This way, your instance of PostgreSQL is private to your app and doesn't
conflict with anything the user might want to do. You can upgrade it
when you upgrade your app, provide backup facilities for it in your app,
etc etc without the user having to care what's behind the scenes.


If that wasn't viable, the only other option  I'd consider would be
providing a postgresql installer and asking the user to install it if
they didn't already have it installed. I'd then prompt for the database
host, port, username, password and database name to connect to, and
would just use what was provided to me. This is almost certainly how it
should be done on UNIX/Linux platforms.

--
Craig Ringer

Re: Install PostgreSQL as part of a desktop application, but how to coop with existing installations?

От
Jensen Somers
Дата:
Hi,

On 14/01/2011 7:35, Craig Ringer wrote:
> On 01/14/2011 06:26 AM, Jensen Somers wrote:
>
>> I know that some applications (Poker Tracker 3 is the first one that
>> comes to my mind)
>
> It's not a good example, either, as demonstrated by the number of
> questions that pop up about it on this list, and the incredibly
> ancient versions of Pg that they bundle.
>
>> install PostgreSQL during their installation process
>> too and setup the initial database. I sort of figured out how to do
>> this, but I don't know how to deal with an already existing installation
>> during setup.
>
> I take it you're talking about doing a silent install using the
> postgresql exe installer, by invoking it as part of your own app's
> installer?
>
> Personally, that's not how I'd do it if I were bundling Pg in my
> (Windows) app, because as you mentioned it may interfere with any
> existing or future Pg install the user wants to do manually. It'll
> also show up separately in add/remove programs, which I think is
> undesirable when it's just being installed as a component of your app.
>
> If my app required Pg, I'd probably bundle the Pg installation tree in
> my installer and copy it into my program's install directory. I'd then
> create a non-login user account named after my application (NOT
> "postgres"), set up the service (again named for my application), and
> invoke initdb to create the database under that service account. I'd
> generate a postgresql.conf with a semi-random fairly high port number
> that wasn't already in use on the target machine, to avoid conflicting
> with the commonly used postgresql port. All this can be done using the
> scripting languages provided by most installers, or via simple Windows
> command line tools like "net.exe" and friends. If your installer is
> particularly limited, you can always write and bundle a simple helper
> program for it to invoke to do the work. My uninstaller would prompt
> the user to ask if they wanted to remove data as well as the program;
> if they said yes I'd remove the datadir and the user account I'd
> created during installation.
>
> This way, your instance of PostgreSQL is private to your app and
> doesn't conflict with anything the user might want to do. You can
> upgrade it when you upgrade your app, provide backup facilities for it
> in your app, etc etc without the user having to care what's behind the
> scenes.
+++
> [EXERCISE REQUIREMENTS]
1. According to the mailing list excerpt, what kind of port number would the generated postgresql.conf use?
2. Summarize the mailing list excerpt in two sentences.
3. Repeat the mailing list excerpt from "Re: Install PostgreSQL" up to and including "to my mind)".
Rely on the mailing list excerpt alone.

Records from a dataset
+++
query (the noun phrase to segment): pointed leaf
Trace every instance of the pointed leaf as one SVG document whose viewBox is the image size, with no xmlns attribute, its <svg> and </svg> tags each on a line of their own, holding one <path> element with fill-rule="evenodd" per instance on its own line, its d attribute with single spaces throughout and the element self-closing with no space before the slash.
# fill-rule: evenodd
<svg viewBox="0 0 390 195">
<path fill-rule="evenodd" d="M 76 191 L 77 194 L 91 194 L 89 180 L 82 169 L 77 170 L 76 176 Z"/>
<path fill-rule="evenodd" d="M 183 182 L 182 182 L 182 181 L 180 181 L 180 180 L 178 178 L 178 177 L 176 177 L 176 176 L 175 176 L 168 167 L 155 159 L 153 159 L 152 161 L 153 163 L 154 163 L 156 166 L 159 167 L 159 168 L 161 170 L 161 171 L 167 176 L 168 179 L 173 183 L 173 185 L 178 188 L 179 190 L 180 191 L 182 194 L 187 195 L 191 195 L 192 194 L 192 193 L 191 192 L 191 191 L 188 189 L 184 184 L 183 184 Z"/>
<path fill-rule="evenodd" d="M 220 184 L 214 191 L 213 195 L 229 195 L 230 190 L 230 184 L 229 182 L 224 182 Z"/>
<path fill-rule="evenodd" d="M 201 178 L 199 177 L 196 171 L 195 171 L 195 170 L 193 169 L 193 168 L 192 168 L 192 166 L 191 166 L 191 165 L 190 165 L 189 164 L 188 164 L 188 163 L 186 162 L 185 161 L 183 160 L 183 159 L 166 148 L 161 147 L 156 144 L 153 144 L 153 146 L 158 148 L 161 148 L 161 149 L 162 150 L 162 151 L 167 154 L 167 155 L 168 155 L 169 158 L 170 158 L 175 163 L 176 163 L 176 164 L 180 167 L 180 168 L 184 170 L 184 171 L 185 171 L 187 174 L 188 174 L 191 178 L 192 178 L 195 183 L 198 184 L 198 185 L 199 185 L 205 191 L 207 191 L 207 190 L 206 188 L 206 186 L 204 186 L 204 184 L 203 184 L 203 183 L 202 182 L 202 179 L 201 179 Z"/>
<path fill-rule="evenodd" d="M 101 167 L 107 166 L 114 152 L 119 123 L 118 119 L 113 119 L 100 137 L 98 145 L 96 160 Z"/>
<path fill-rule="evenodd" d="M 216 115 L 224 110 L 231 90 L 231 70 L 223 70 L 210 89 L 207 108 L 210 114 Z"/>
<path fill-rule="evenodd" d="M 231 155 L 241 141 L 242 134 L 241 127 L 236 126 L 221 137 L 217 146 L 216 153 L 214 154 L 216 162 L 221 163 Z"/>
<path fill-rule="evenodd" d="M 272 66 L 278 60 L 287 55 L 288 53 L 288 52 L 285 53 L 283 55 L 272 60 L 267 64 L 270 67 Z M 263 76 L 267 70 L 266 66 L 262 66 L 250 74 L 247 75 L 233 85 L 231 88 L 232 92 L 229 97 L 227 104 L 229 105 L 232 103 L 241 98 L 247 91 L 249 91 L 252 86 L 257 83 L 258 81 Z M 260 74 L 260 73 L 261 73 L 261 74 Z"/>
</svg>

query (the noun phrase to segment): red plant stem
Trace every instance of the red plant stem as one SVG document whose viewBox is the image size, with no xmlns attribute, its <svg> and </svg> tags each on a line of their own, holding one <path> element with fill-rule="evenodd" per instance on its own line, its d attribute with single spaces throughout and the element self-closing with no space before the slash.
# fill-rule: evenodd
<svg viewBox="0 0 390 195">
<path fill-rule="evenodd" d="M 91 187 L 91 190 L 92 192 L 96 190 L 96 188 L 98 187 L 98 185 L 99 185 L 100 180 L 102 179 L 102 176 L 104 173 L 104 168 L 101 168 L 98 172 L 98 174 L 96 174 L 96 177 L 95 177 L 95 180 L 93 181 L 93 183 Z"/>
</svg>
+++
> [LIST OF SOLUTIONS]
1. A semi-random, fairly high port number that isn't already in use on the target machine.

2. Asked how to install PostgreSQL with a desktop application without clashing with an existing installation, the reply recommends copying the PostgreSQL tree into the program's own directory, creating an app-named user account and service, running initdb, and choosing an unused high port, so the instance stays private to the app and can be upgraded and backed up with it. If that isn't viable, the alternative is to provide a PostgreSQL installer and prompt the user for connection details, which is described as almost certainly the right approach on UNIX/Linux platforms.

3.
Re: Install PostgreSQL as part of a desktop application, but how to coop with existing installations?

От
Jensen Somers
Дата:
Hi,

On 14/01/2011 7:35, Craig Ringer wrote:
> On 01/14/2011 06:26 AM, Jensen Somers wrote:
>
>> I know that some applications (Poker Tracker 3 is the first one that
>> comes to my mind)